The answer must consist only of the lines from the line with "For this dataset, tag each instance of the gazebo" to the line with "For this dataset, tag each instance of the hill", both included, exactly as they stand below.

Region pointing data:
BEGIN

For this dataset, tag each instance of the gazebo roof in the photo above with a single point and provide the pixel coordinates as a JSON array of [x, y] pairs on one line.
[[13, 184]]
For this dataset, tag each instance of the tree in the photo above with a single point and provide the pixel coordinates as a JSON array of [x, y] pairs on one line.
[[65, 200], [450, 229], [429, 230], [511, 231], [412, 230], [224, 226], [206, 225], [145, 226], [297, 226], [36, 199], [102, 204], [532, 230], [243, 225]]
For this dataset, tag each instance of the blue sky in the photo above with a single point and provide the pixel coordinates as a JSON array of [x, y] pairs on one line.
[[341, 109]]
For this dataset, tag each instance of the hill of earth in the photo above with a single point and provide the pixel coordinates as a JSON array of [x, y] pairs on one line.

END
BEGIN

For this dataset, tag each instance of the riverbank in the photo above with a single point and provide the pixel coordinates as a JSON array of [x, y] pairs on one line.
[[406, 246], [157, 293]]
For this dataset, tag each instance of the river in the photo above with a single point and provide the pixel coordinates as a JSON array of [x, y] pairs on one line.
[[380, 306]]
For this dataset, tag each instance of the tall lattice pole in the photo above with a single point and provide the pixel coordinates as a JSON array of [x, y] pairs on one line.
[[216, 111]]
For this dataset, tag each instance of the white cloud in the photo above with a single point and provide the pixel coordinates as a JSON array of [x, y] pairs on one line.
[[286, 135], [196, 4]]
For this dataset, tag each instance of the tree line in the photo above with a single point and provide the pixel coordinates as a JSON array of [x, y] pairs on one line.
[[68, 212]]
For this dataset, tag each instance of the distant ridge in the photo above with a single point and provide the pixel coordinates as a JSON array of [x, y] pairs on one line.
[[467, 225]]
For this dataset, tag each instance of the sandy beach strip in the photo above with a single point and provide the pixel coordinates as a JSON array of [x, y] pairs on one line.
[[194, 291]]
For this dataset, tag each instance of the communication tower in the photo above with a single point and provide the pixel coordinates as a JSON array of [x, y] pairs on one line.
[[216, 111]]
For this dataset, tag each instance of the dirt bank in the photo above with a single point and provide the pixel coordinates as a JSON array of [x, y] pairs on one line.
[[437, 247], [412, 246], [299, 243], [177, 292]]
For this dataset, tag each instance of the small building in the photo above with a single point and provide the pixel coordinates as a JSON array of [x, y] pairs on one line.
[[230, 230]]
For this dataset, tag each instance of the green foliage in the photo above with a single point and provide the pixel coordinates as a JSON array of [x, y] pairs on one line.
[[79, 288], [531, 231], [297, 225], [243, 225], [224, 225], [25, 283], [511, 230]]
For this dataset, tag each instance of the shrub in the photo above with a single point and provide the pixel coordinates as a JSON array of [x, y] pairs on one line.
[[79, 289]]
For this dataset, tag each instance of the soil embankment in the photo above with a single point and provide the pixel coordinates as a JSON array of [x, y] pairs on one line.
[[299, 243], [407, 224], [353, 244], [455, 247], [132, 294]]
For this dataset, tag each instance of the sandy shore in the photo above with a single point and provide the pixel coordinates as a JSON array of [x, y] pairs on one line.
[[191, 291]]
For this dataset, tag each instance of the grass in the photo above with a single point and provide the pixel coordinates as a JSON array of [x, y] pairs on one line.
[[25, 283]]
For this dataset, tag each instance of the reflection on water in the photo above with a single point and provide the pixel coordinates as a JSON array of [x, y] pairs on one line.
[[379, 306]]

END
BEGIN

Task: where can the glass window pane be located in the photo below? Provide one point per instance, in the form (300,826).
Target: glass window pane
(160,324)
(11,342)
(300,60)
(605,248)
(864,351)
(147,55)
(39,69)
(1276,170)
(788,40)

END

RESULT OF THE EXERCISE:
For this dataset, tag each instance of the gazebo roof in the photo above with a single point and provide the pixel coordinates as a JSON array of [x, y] pairs on one line.
[[13, 184]]
For this dataset, tag each instance of the tree in the photo above with a single point and provide the pixel coordinates as a JSON array of [x, y] pairs on one line.
[[65, 200], [450, 229], [429, 230], [511, 231], [412, 230], [224, 226], [206, 225], [145, 226], [297, 226], [36, 199], [102, 204], [532, 230], [243, 225]]
For this dataset, tag each instance of the blue sky in the photo above with a single point and provide the pixel coordinates as a JSON array of [x, y] pairs on one line.
[[341, 109]]
For this dataset, tag each instance of the hill of earth in the photo above with a single point and provide the pixel coordinates as a JSON array of [x, y] pairs on one line.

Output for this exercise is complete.